Exercise instructions: Each line of the entries that mentions the string "straight" needs to be reported.

Information:
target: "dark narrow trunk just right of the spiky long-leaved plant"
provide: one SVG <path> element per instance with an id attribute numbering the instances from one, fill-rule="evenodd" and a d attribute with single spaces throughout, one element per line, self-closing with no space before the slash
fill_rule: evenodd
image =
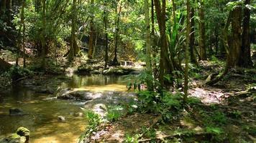
<path id="1" fill-rule="evenodd" d="M 190 48 L 190 54 L 191 54 L 191 63 L 193 64 L 197 64 L 196 61 L 196 55 L 194 53 L 194 49 L 195 49 L 195 9 L 192 7 L 191 8 L 191 12 L 190 12 L 190 19 L 191 19 L 191 26 L 189 29 L 189 33 L 190 33 L 190 40 L 189 40 L 189 48 Z"/>

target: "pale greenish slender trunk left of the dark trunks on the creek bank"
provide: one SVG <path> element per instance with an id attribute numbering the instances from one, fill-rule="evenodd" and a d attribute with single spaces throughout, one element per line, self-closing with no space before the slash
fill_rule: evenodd
<path id="1" fill-rule="evenodd" d="M 144 1 L 145 9 L 145 39 L 146 39 L 146 64 L 147 64 L 147 74 L 152 77 L 152 67 L 151 67 L 151 39 L 150 39 L 150 11 L 148 0 Z M 152 90 L 152 78 L 147 78 L 147 89 Z"/>

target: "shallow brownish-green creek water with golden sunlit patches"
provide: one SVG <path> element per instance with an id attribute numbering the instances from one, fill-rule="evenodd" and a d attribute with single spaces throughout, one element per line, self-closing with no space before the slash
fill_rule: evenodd
<path id="1" fill-rule="evenodd" d="M 55 78 L 50 79 L 52 83 Z M 60 82 L 58 87 L 81 88 L 88 91 L 126 91 L 126 77 L 102 75 L 77 76 Z M 30 142 L 60 143 L 76 142 L 86 128 L 86 119 L 73 114 L 82 112 L 83 102 L 49 99 L 50 94 L 39 94 L 29 87 L 14 86 L 1 95 L 0 99 L 0 136 L 16 131 L 18 127 L 27 127 Z M 22 109 L 27 115 L 9 116 L 10 108 Z M 59 122 L 58 116 L 65 117 Z"/>

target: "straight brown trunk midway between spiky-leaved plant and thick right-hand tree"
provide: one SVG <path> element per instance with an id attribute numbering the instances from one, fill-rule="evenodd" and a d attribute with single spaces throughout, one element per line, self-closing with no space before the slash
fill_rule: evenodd
<path id="1" fill-rule="evenodd" d="M 199 47 L 201 60 L 206 60 L 206 30 L 205 30 L 205 21 L 204 21 L 204 1 L 200 1 L 199 7 Z"/>

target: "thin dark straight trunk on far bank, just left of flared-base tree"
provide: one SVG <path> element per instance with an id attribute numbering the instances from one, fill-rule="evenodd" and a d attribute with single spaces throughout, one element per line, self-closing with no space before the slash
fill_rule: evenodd
<path id="1" fill-rule="evenodd" d="M 107 31 L 107 28 L 108 28 L 108 17 L 107 17 L 107 14 L 106 14 L 106 0 L 104 0 L 104 18 L 103 18 L 103 21 L 104 21 L 104 30 L 105 30 L 105 65 L 104 65 L 104 68 L 106 69 L 106 67 L 108 66 L 108 61 L 109 61 L 109 38 L 108 38 L 108 31 Z"/>

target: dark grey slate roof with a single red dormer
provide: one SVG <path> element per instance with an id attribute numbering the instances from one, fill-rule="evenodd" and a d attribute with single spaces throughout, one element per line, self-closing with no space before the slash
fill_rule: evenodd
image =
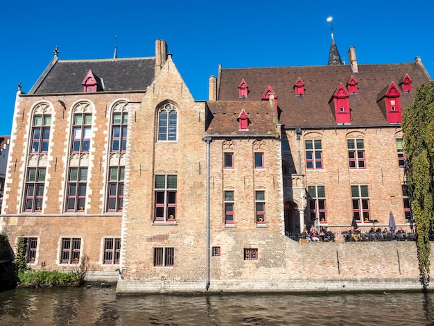
<path id="1" fill-rule="evenodd" d="M 28 94 L 83 92 L 87 72 L 102 79 L 105 92 L 144 91 L 153 82 L 155 57 L 57 60 L 55 57 Z"/>

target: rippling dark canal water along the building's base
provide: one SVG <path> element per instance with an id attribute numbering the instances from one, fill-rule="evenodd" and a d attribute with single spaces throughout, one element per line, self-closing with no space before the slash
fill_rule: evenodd
<path id="1" fill-rule="evenodd" d="M 434 293 L 117 295 L 0 292 L 0 325 L 434 325 Z"/>

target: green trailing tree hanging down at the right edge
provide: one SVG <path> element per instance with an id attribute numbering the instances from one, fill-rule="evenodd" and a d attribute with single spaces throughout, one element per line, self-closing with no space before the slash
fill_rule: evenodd
<path id="1" fill-rule="evenodd" d="M 407 183 L 413 197 L 416 223 L 417 259 L 422 290 L 429 284 L 431 245 L 434 225 L 434 83 L 417 87 L 415 99 L 403 110 L 402 129 L 408 164 Z"/>

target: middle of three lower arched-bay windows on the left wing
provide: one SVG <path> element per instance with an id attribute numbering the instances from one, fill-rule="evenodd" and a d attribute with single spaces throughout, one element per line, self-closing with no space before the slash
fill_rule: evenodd
<path id="1" fill-rule="evenodd" d="M 86 203 L 87 168 L 69 168 L 67 211 L 84 212 Z"/>

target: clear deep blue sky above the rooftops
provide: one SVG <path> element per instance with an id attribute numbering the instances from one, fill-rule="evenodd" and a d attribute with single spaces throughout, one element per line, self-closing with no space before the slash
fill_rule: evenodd
<path id="1" fill-rule="evenodd" d="M 151 3 L 149 3 L 151 2 Z M 19 82 L 28 92 L 59 46 L 60 60 L 168 52 L 196 100 L 223 68 L 327 65 L 330 27 L 342 59 L 422 62 L 434 77 L 434 3 L 424 1 L 6 1 L 1 5 L 0 135 L 10 135 Z"/>

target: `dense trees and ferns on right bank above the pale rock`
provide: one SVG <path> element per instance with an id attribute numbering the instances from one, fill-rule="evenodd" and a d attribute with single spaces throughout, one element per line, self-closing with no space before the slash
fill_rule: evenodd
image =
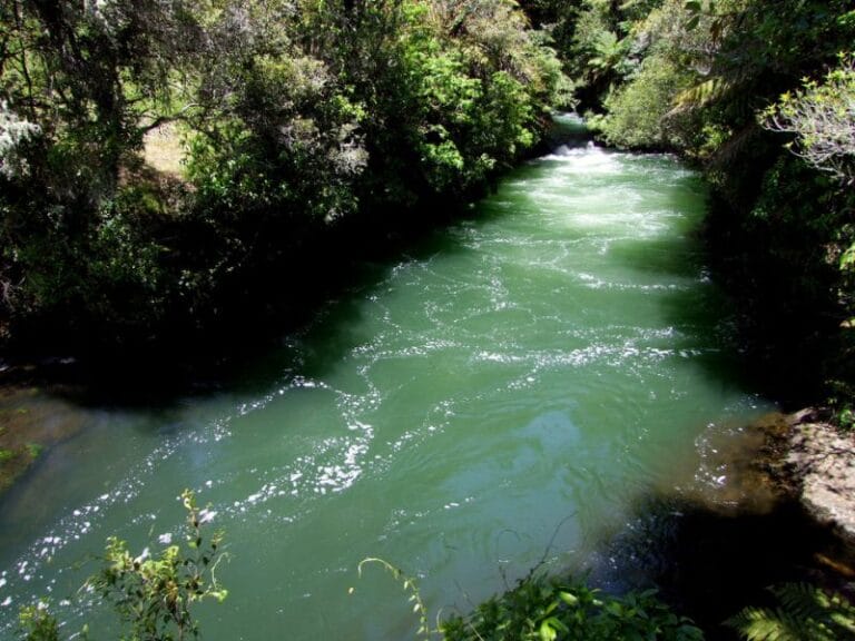
<path id="1" fill-rule="evenodd" d="M 711 258 L 743 310 L 750 361 L 767 381 L 778 374 L 776 395 L 825 394 L 845 410 L 855 314 L 852 2 L 531 4 L 553 24 L 580 109 L 606 142 L 678 151 L 705 169 Z"/>

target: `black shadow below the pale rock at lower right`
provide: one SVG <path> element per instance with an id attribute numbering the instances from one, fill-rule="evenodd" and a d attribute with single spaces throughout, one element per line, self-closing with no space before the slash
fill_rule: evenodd
<path id="1" fill-rule="evenodd" d="M 708 641 L 739 639 L 724 622 L 746 605 L 776 605 L 770 585 L 810 582 L 852 595 L 852 550 L 796 501 L 758 509 L 660 495 L 640 500 L 636 514 L 592 580 L 616 592 L 657 588 Z"/>

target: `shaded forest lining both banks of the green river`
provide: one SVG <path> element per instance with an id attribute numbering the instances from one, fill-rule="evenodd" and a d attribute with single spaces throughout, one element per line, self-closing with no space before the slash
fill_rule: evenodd
<path id="1" fill-rule="evenodd" d="M 3 0 L 0 24 L 8 357 L 248 349 L 574 106 L 702 168 L 746 362 L 849 421 L 852 2 Z"/>

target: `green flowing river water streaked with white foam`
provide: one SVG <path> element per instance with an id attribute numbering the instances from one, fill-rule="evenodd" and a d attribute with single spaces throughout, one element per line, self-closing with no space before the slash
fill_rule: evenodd
<path id="1" fill-rule="evenodd" d="M 37 595 L 68 630 L 102 624 L 76 592 L 87 560 L 111 534 L 175 539 L 185 487 L 228 542 L 209 641 L 407 638 L 405 594 L 380 568 L 360 579 L 366 556 L 417 576 L 434 612 L 541 561 L 584 566 L 646 500 L 720 483 L 705 444 L 768 407 L 734 368 L 704 206 L 670 157 L 560 147 L 366 266 L 239 387 L 66 408 L 78 428 L 0 502 L 0 637 Z"/>

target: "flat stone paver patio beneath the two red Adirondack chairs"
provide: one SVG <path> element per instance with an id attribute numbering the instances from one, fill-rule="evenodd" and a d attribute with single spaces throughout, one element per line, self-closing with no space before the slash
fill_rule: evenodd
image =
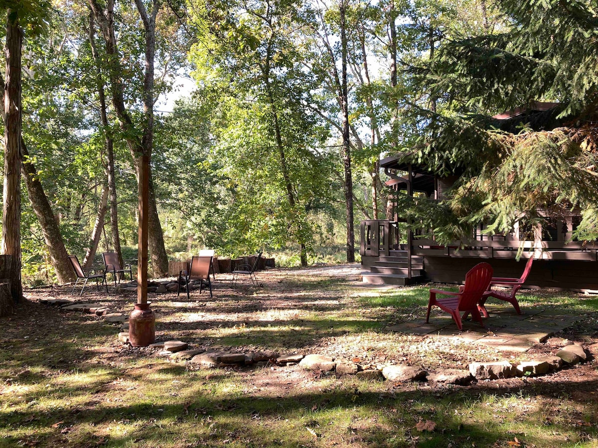
<path id="1" fill-rule="evenodd" d="M 536 343 L 544 342 L 572 326 L 579 317 L 561 314 L 553 310 L 524 309 L 518 315 L 514 309 L 501 305 L 487 304 L 490 314 L 484 319 L 484 327 L 475 321 L 463 321 L 463 331 L 448 314 L 430 315 L 428 324 L 423 319 L 407 321 L 387 330 L 431 337 L 450 337 L 463 343 L 476 343 L 495 348 L 498 351 L 525 352 Z"/>

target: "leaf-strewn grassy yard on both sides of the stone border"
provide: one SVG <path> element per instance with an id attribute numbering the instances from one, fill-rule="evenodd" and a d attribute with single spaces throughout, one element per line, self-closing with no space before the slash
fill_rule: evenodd
<path id="1" fill-rule="evenodd" d="M 220 275 L 213 299 L 199 291 L 190 302 L 176 293 L 154 296 L 157 339 L 321 353 L 358 358 L 365 367 L 466 369 L 474 360 L 521 356 L 387 332 L 424 320 L 430 286 L 364 288 L 353 271 L 269 271 L 258 274 L 259 289 L 233 289 Z M 29 300 L 17 314 L 0 320 L 1 447 L 598 447 L 596 361 L 470 386 L 363 381 L 271 364 L 199 370 L 159 351 L 123 346 L 118 325 L 37 302 L 75 300 L 69 291 L 26 291 Z M 555 343 L 598 342 L 593 296 L 519 297 L 522 309 L 580 315 Z M 135 300 L 112 290 L 108 297 L 90 290 L 83 299 L 127 313 Z M 532 348 L 551 350 L 550 342 Z M 420 431 L 428 421 L 434 430 Z"/>

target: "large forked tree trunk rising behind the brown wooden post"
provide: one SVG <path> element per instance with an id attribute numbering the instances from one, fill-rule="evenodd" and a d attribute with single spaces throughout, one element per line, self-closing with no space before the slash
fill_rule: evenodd
<path id="1" fill-rule="evenodd" d="M 106 1 L 105 9 L 102 8 L 97 0 L 88 0 L 91 10 L 94 13 L 100 29 L 102 29 L 103 38 L 106 41 L 106 54 L 108 54 L 109 76 L 112 93 L 112 105 L 117 113 L 121 128 L 123 128 L 129 151 L 135 161 L 138 182 L 141 182 L 141 162 L 149 163 L 154 137 L 154 52 L 155 52 L 155 17 L 158 14 L 158 2 L 152 1 L 152 11 L 148 15 L 141 0 L 135 0 L 139 15 L 144 22 L 145 29 L 145 74 L 144 74 L 144 129 L 142 139 L 134 137 L 137 133 L 135 125 L 124 105 L 122 69 L 120 66 L 120 55 L 116 35 L 114 32 L 114 0 Z M 145 158 L 141 158 L 139 155 Z M 148 167 L 148 176 L 151 172 Z M 145 175 L 145 173 L 144 173 Z M 144 181 L 145 182 L 145 181 Z M 168 257 L 166 248 L 164 248 L 164 235 L 158 219 L 157 207 L 155 204 L 155 194 L 151 178 L 148 179 L 148 207 L 149 213 L 147 219 L 149 248 L 152 251 L 152 268 L 154 277 L 164 277 L 168 273 Z M 145 185 L 145 184 L 144 184 Z M 141 192 L 139 193 L 141 195 Z M 141 196 L 140 196 L 141 197 Z"/>

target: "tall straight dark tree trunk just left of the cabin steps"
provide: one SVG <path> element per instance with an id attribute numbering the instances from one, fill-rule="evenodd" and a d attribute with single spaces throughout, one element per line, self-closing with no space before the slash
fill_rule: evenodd
<path id="1" fill-rule="evenodd" d="M 343 161 L 344 198 L 347 214 L 347 262 L 355 261 L 355 231 L 353 228 L 353 176 L 351 173 L 351 146 L 349 141 L 349 92 L 347 91 L 347 33 L 345 20 L 345 0 L 340 2 L 340 41 L 341 41 L 341 113 L 343 114 Z"/>

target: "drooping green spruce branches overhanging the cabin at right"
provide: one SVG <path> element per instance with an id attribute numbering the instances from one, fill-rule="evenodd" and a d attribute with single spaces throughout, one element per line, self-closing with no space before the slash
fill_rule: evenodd
<path id="1" fill-rule="evenodd" d="M 414 65 L 411 81 L 440 102 L 432 113 L 408 105 L 419 129 L 407 157 L 459 180 L 443 201 L 403 200 L 414 224 L 447 243 L 472 226 L 509 232 L 570 211 L 582 214 L 574 237 L 594 240 L 598 154 L 593 130 L 598 77 L 596 16 L 586 2 L 501 2 L 505 26 L 444 41 L 438 56 Z M 508 24 L 508 26 L 507 26 Z M 508 131 L 483 118 L 530 100 L 560 100 L 550 121 Z M 558 120 L 557 120 L 558 122 Z"/>

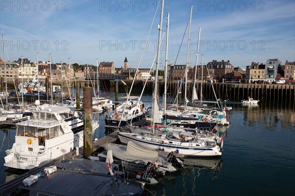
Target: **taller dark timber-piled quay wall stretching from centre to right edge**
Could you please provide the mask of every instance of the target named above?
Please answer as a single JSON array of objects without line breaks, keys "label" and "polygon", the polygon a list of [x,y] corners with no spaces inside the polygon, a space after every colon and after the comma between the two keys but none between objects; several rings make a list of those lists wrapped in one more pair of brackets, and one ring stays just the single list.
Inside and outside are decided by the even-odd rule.
[{"label": "taller dark timber-piled quay wall stretching from centre to right edge", "polygon": [[[111,81],[111,86],[114,86],[117,81]],[[132,81],[124,81],[128,88],[130,88]],[[193,82],[188,82],[187,88],[188,99],[191,99]],[[119,92],[124,92],[124,84],[118,81]],[[136,81],[133,84],[133,93],[140,93],[144,88],[145,81]],[[196,91],[200,99],[201,85],[203,85],[203,97],[205,99],[215,99],[214,91],[217,98],[230,101],[241,101],[251,97],[256,100],[282,100],[295,101],[295,85],[294,84],[228,84],[228,83],[197,83]],[[151,94],[153,92],[154,82],[148,81],[144,93]],[[182,96],[184,95],[184,83],[177,84],[177,82],[167,83],[167,93],[170,96],[176,95],[178,89],[181,89]],[[158,83],[158,95],[162,96],[164,92],[164,82]]]}]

Your solution:
target: "straight brown trunk midway between spiky-leaved plant and thick right-hand tree"
target: "thin dark straight trunk on far bank, just left of flared-base tree"
target: "tall straight dark tree trunk just left of the cabin steps"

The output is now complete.